**EXERCISE DETAILS**
Copy the patch email from the words "Fri Mar 1 13:29:24" through "flush is done.", substituting "page table entry objects" for "PT entry objects".
START EXTRACT TO READ
[PATCH v4 2/2] drm/amdgpu: sync page table freeing with tlb flush

Fri Mar 1 13:29:24 UTC 2024

Am 01.03.24 um 12:07 schrieb Shashank Sharma:
> The idea behind this patch is to delay the freeing of PT entry objects
> until the TLB flush is done.
>
> This patch:
> - Adds a tlb_flush_waitlist which will keep the objects that need to be
>    freed after tlb_flush
> - Adds PT entries in this list in amdgpu_vm_pt_free_dfs, instead of freeing
>    them immediately.
> - Exports function amdgpu_vm_pt_free to be called dircetly.
> - Adds a 'force' input bool to amdgpu_vm_pt_free_dfs to differentiate
>    between immediate freeing of the BOs (like from
>    amdgpu_vm_pt_free_root) vs delayed freeing.
>
> V2: rebase
> V4: (Christian)
>      - add only locked PTEs entries in TLB flush waitlist.
>      - do not create a separate function for list flush.
>      - do not create a new lock for TLB flush.
>      - there is no need to wait on tlb_flush_fence exclusively.
>
> Cc: Christian König <Christian.Koenig at amd.com>
> Cc: Alex Deucher <alexander.deucher at amd.com>
> Cc: Felix Kuehling <felix.kuehling at amd.com>
> Cc: Rajneesh Bhardwaj <rajneesh.bhardwaj at amd.com>
> Signed-off-by: Shashank Sharma <shashank.sharma at amd.com>
> ---
>   drivers/gpu/drm/amd/amdgpu/amdgpu_vm.c    | 10 ++++++++++
>   drivers/gpu/drm/amd/amdgpu/amdgpu_vm.h    |  4 ++++
>   drivers/gpu/drm/amd/amdgpu/amdgpu_vm_pt.c | 21 ++++++++++++++-------
>   3 files changed, 28 insertions(+), 7 deletions(-)
END EXTRACT TO READ
START STORED ROWS
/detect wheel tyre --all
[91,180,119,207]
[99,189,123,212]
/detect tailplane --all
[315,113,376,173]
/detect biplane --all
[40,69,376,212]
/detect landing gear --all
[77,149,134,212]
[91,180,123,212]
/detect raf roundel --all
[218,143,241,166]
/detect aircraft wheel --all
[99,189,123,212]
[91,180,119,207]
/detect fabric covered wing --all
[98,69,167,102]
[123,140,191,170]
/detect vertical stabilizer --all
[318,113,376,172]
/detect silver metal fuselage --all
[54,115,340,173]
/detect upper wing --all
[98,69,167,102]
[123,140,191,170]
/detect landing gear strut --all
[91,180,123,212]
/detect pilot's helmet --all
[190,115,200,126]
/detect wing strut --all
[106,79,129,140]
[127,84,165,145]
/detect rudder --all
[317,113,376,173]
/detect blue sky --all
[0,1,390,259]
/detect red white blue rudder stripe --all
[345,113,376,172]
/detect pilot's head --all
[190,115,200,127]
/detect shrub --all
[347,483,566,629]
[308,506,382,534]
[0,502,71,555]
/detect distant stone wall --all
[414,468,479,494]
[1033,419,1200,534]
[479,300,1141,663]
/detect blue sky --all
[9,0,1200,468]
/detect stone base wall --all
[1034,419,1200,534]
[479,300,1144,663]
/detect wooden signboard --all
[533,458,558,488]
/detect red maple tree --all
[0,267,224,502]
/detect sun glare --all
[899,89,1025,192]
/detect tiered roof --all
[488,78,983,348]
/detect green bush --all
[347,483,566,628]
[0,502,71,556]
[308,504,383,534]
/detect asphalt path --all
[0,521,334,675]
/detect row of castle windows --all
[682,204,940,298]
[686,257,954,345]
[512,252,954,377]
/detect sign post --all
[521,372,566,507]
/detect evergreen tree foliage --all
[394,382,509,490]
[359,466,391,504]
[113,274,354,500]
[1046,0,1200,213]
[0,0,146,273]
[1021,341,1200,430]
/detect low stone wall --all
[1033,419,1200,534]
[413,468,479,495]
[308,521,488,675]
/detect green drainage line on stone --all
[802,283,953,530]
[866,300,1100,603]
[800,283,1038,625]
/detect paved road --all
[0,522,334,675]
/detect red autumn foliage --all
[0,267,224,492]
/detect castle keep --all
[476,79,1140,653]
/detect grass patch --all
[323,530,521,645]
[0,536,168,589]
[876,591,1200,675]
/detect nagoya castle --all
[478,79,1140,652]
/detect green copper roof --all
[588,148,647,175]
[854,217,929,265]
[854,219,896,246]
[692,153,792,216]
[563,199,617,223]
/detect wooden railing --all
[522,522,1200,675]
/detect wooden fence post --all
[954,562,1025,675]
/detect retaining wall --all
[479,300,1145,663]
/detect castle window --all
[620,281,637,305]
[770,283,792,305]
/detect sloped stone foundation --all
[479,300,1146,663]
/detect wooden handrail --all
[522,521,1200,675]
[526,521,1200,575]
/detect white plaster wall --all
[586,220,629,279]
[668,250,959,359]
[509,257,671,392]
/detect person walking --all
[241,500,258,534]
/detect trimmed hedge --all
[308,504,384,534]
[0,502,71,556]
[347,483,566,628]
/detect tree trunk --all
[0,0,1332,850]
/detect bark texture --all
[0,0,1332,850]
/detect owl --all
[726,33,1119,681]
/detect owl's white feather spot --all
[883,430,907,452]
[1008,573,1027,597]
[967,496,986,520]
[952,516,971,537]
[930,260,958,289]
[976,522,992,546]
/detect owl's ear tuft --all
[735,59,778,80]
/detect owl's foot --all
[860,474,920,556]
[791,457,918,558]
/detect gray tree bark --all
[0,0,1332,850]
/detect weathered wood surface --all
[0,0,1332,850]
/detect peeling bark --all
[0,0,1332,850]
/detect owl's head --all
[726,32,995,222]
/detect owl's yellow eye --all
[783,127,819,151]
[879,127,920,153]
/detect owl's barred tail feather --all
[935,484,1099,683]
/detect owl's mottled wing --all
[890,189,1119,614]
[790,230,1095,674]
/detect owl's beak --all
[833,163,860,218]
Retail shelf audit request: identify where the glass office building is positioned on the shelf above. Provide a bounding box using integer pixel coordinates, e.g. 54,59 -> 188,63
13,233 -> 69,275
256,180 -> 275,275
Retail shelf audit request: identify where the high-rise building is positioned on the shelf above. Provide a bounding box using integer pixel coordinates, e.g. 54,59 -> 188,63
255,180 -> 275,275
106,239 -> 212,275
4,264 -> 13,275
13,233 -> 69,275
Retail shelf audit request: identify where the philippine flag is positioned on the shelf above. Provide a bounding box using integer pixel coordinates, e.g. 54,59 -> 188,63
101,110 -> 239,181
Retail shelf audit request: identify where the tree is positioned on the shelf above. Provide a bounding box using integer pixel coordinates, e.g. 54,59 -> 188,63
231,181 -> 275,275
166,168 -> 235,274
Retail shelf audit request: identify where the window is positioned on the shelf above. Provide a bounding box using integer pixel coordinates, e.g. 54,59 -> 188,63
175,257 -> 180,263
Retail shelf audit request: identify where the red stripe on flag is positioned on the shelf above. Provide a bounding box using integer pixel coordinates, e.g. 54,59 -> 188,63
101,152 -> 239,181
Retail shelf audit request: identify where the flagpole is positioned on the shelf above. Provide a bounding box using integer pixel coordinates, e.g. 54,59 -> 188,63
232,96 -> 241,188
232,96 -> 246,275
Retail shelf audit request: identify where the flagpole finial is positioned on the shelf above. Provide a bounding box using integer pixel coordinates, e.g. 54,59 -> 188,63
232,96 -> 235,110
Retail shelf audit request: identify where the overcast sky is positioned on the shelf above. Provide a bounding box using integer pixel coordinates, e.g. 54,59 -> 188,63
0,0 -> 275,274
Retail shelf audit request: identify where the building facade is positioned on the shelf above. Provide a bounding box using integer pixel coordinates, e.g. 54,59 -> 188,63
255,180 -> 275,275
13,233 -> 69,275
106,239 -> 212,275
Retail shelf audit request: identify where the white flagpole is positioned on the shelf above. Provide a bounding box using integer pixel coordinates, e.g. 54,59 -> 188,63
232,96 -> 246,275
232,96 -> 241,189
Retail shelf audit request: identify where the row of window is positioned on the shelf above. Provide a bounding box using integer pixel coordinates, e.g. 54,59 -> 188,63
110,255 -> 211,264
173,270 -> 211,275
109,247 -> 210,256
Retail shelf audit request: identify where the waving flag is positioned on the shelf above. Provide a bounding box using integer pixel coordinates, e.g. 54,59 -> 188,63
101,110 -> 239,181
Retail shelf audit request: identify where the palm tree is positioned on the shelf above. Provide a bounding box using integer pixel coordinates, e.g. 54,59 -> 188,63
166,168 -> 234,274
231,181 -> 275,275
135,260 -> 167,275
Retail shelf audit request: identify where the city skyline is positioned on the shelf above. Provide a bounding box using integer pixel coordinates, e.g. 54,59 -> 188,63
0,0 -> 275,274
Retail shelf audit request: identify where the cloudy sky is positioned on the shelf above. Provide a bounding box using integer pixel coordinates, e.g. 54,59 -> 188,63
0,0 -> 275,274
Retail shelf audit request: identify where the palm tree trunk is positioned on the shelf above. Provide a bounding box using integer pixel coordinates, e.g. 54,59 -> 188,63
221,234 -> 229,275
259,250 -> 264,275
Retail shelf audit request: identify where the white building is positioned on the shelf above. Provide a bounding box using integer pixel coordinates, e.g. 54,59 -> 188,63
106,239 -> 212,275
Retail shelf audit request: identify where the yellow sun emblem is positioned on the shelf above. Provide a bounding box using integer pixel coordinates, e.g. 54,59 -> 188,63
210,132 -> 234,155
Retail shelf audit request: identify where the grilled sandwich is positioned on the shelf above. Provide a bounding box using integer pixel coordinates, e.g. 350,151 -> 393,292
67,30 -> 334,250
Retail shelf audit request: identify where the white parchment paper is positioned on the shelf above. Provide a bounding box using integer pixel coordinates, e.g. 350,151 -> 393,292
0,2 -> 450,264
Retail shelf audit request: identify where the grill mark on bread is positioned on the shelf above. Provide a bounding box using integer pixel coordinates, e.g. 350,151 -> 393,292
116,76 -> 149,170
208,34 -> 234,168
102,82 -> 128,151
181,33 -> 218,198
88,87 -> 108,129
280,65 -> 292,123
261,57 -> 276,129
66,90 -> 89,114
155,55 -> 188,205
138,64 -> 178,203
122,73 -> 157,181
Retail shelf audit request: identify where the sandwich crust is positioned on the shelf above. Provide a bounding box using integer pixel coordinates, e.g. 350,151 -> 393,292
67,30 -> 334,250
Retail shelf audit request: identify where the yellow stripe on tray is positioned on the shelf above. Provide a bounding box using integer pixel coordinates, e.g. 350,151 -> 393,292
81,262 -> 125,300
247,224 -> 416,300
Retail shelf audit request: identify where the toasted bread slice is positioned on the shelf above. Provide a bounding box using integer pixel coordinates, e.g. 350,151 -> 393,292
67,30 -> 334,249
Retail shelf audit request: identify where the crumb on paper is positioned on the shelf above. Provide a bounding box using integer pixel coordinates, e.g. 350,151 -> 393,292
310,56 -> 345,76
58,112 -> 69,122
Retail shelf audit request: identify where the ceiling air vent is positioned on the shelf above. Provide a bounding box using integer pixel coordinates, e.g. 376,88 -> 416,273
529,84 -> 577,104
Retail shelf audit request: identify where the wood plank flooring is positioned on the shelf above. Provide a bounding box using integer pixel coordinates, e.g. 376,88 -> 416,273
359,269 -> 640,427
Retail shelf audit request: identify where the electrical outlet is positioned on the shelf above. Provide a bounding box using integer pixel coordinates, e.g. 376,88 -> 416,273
END STORED ROWS
**RESULT**
Fri Mar 1 13:29:24 UTC 2024

Am 01.03.24 um 12:07 schrieb Shashank Sharma:
> The idea behind this patch is to delay the freeing of page table entry objects
> until the TLB flush is done.